▶ **Prompt A**
Name every model that the article on Lily-Rose Depp and the fashion industry says was discovered before the age of sixteen.
▶ **Prompt B**
In the article on Lily-Rose Depp and the fashion industry, copy the passage from "Ward was spotted" up to and including "of ‘heroin chic’.".

▶ **Document section**

══════════

The tabloid press and the fashion industry might appear unlikely bedfellows, but they share a sense of feverish excitement about the children of celebrities, and work themselves into a veritable lather if those children are young and female.
Lily-Rose Depp is a prime target for their attention. She’s the daughter of two famous and attractive people, Johnny Depp and Vanessa Paradis, and she’s not yet sixteen. Last week, Depp made her modelling debut for trendy Australian publication Oyster, and the editorial described her as having “the face of an angel and a magnetic presence beyond her young years”.
The much-abused term ‘beyond her years’ has been attributed to a host of famous girls at fourteen and fifteen, including Chloe Grace Mortez, Elle and Dakota Fanning, and Kendall and Kylie Jenner. It seems to be a code for "she’s too young but she’s really hot, so we’re going to give you permission to sexualize her because she looks older than she is". But children who look like adults are still children, and should be treated as such.
At fifteen, Lily-Rose Depp cannot legally buy a beer, or vote, or have sex. So why is she modelling for an adult fashion publication?
The fashion industry has a well-documented obsession with young girls. Some of the highest earning and most recognisable models were discovered before they were sixteen, including Kate Moss, Naomi Campbell, Lily Cole and Gemma Ward.
Ward was spotted when she was fourteen, and her huge eyes and fragile body saw her described as an ‘alien beauty’. Moss posed topless for Calvin Klein as soon as she had turned sixteen, ushering in the 90s era of ‘heroin chic’.

══════════

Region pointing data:
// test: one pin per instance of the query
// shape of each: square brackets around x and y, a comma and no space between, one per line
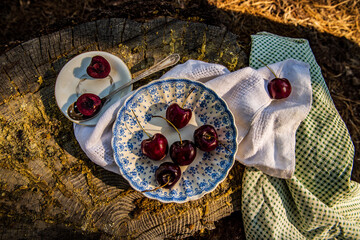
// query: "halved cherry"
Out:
[99,67]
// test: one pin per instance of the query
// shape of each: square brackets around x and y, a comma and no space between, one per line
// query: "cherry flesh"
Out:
[98,68]
[179,116]
[155,147]
[206,138]
[88,104]
[168,174]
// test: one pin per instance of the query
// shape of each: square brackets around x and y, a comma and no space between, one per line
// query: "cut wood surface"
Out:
[48,183]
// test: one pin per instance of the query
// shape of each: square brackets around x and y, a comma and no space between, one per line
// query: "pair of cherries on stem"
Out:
[181,152]
[89,104]
[156,148]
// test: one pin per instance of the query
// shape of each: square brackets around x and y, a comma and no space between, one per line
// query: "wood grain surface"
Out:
[48,183]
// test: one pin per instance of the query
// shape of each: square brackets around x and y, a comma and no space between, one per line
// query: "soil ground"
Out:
[332,28]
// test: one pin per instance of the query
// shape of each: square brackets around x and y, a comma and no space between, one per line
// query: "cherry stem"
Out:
[137,120]
[267,67]
[158,187]
[209,136]
[171,125]
[182,106]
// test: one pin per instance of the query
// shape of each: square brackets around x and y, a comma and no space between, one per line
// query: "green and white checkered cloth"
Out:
[319,201]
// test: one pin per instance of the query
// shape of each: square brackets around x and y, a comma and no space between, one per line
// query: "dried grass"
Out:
[339,18]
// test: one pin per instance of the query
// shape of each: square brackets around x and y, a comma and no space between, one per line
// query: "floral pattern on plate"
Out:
[208,169]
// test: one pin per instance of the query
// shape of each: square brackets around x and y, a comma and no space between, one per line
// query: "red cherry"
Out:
[179,116]
[99,67]
[206,138]
[183,152]
[279,88]
[168,174]
[88,104]
[155,147]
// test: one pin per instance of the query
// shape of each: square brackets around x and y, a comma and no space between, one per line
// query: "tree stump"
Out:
[49,188]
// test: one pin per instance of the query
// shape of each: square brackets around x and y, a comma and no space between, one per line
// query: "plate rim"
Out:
[92,121]
[232,156]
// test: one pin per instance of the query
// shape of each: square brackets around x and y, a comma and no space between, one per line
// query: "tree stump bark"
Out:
[49,188]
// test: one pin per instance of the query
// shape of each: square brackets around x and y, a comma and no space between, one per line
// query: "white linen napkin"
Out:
[266,127]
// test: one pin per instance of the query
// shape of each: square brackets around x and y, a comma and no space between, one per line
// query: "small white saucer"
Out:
[75,70]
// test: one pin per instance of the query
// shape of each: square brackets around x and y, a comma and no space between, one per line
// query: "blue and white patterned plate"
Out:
[208,169]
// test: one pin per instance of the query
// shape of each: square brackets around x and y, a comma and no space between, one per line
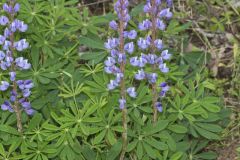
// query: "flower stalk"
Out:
[20,89]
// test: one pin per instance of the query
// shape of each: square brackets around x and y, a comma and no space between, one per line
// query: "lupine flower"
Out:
[2,39]
[160,25]
[110,61]
[165,13]
[151,58]
[134,61]
[122,103]
[6,106]
[16,7]
[131,34]
[140,75]
[164,86]
[159,106]
[113,25]
[143,44]
[145,25]
[163,67]
[147,8]
[7,33]
[13,96]
[21,45]
[129,47]
[6,45]
[119,77]
[111,43]
[3,20]
[152,78]
[154,45]
[112,85]
[20,94]
[22,63]
[142,61]
[169,3]
[2,55]
[158,44]
[122,57]
[131,92]
[12,76]
[165,55]
[4,86]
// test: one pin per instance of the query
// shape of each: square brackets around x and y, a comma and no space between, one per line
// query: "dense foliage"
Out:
[77,117]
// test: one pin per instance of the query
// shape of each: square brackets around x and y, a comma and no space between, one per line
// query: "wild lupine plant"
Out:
[18,90]
[116,62]
[153,46]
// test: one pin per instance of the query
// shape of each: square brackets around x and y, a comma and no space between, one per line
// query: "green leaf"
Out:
[207,134]
[111,138]
[176,156]
[8,129]
[35,121]
[139,151]
[114,151]
[207,155]
[132,145]
[151,153]
[177,128]
[156,144]
[154,128]
[211,107]
[210,127]
[99,137]
[91,43]
[2,151]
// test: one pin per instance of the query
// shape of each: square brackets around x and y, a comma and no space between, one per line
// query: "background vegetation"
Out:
[78,118]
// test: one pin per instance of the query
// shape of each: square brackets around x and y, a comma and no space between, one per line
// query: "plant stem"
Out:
[153,49]
[123,88]
[16,108]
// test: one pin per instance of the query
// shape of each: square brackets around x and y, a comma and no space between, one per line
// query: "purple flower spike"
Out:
[165,13]
[165,55]
[6,106]
[122,103]
[30,112]
[22,63]
[112,85]
[145,25]
[152,78]
[21,45]
[159,107]
[143,44]
[134,61]
[164,86]
[147,8]
[3,20]
[160,25]
[122,57]
[158,44]
[109,62]
[12,76]
[132,34]
[164,68]
[2,55]
[140,75]
[151,58]
[131,92]
[26,93]
[16,7]
[129,47]
[113,25]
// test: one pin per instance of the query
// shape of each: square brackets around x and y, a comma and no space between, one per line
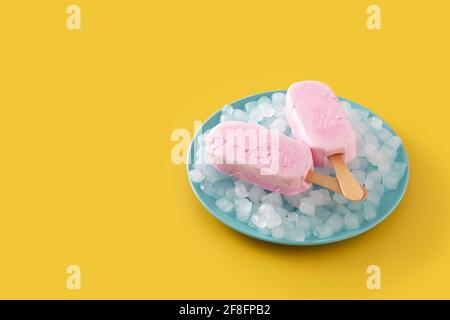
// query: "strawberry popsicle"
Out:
[264,157]
[316,118]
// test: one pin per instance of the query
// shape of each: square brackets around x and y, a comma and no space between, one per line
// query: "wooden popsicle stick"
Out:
[350,187]
[328,182]
[324,181]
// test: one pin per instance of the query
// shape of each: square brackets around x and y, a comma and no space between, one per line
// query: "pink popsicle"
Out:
[260,156]
[315,116]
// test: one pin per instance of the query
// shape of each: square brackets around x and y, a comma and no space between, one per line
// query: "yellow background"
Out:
[85,122]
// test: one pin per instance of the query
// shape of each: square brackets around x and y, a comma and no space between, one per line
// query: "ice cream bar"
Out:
[315,116]
[264,157]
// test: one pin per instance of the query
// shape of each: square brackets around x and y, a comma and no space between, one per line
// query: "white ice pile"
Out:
[316,212]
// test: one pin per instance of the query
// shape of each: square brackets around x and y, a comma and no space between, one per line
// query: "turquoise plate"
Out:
[389,202]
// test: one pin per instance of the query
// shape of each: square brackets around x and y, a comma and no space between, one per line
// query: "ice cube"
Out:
[370,138]
[342,209]
[224,204]
[394,142]
[230,194]
[274,198]
[207,188]
[340,199]
[399,168]
[259,220]
[302,222]
[298,235]
[373,178]
[321,197]
[196,175]
[266,209]
[294,200]
[370,211]
[239,115]
[240,190]
[274,220]
[266,109]
[307,206]
[278,232]
[323,213]
[363,115]
[388,152]
[336,222]
[374,197]
[256,193]
[351,221]
[383,164]
[314,221]
[355,206]
[354,164]
[243,209]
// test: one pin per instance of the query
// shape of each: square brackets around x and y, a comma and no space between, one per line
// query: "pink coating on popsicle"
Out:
[284,161]
[316,117]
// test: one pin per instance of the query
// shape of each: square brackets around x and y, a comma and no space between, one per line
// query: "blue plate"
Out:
[390,199]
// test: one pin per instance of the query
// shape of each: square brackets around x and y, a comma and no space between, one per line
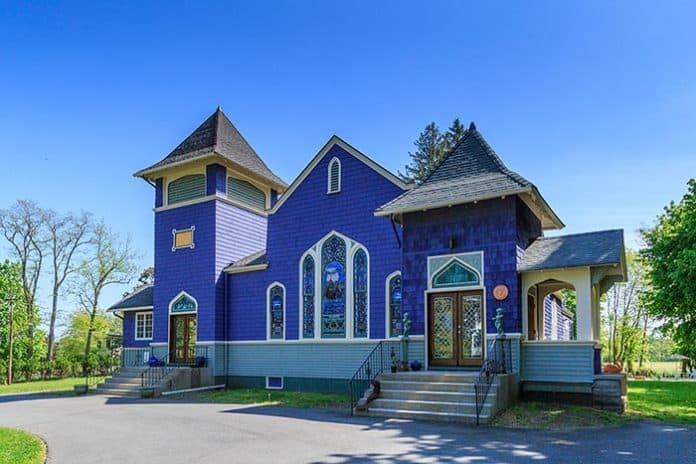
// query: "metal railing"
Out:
[381,358]
[498,361]
[160,370]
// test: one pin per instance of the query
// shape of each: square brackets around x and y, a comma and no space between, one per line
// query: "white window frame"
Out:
[268,311]
[328,183]
[152,325]
[282,382]
[387,304]
[191,229]
[315,251]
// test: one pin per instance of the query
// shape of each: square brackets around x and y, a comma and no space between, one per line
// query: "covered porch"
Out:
[582,266]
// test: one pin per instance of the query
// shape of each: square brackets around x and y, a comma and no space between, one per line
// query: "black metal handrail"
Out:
[498,361]
[385,354]
[157,372]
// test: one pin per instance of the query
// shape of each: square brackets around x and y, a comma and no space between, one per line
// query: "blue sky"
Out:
[594,102]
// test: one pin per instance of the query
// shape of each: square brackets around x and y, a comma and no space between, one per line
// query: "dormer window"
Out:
[334,180]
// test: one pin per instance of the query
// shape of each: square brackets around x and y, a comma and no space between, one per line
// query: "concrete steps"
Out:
[430,395]
[125,382]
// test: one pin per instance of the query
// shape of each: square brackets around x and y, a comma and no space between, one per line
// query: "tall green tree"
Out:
[12,317]
[109,260]
[671,257]
[431,146]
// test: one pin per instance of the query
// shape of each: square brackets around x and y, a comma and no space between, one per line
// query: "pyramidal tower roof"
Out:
[217,136]
[471,172]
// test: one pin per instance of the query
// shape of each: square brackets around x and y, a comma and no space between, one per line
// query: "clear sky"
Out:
[594,102]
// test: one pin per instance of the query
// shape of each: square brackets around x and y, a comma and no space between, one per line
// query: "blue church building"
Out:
[292,286]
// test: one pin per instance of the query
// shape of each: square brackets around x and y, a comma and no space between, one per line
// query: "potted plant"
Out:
[81,388]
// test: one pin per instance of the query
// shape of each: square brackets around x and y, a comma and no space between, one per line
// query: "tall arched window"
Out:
[394,312]
[333,289]
[360,294]
[334,177]
[186,188]
[276,311]
[308,297]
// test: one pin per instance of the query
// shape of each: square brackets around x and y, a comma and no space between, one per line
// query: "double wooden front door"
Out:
[182,339]
[456,334]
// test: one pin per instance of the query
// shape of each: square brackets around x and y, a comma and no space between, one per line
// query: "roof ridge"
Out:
[577,234]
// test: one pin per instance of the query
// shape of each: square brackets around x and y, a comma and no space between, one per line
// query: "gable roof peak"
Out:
[219,137]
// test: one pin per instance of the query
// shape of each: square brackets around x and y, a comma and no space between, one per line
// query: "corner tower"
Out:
[211,196]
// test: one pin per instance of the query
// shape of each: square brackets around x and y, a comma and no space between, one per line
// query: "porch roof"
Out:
[587,249]
[141,299]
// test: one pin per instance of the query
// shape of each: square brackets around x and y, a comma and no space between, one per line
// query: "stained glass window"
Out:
[308,297]
[182,304]
[395,315]
[276,308]
[360,304]
[333,267]
[455,274]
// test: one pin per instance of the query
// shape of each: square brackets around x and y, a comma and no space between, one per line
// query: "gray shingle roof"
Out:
[217,134]
[472,171]
[588,249]
[253,259]
[141,298]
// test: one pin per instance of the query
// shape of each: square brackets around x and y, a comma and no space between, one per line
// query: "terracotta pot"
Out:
[612,368]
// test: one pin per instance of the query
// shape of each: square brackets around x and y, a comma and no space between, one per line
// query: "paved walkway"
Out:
[111,430]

══════════

▶ **Worked solution A**
Kate Moss, Naomi Campbell, Lily Cole, Gemma Ward

▶ **Worked solution B**
Ward was spotted when she was fourteen, and her huge eyes and fragile body saw her described as an ‘alien beauty’. Moss posed topless for Calvin Klein as soon as she had turned sixteen, ushering in the 90s era of ‘heroin chic’.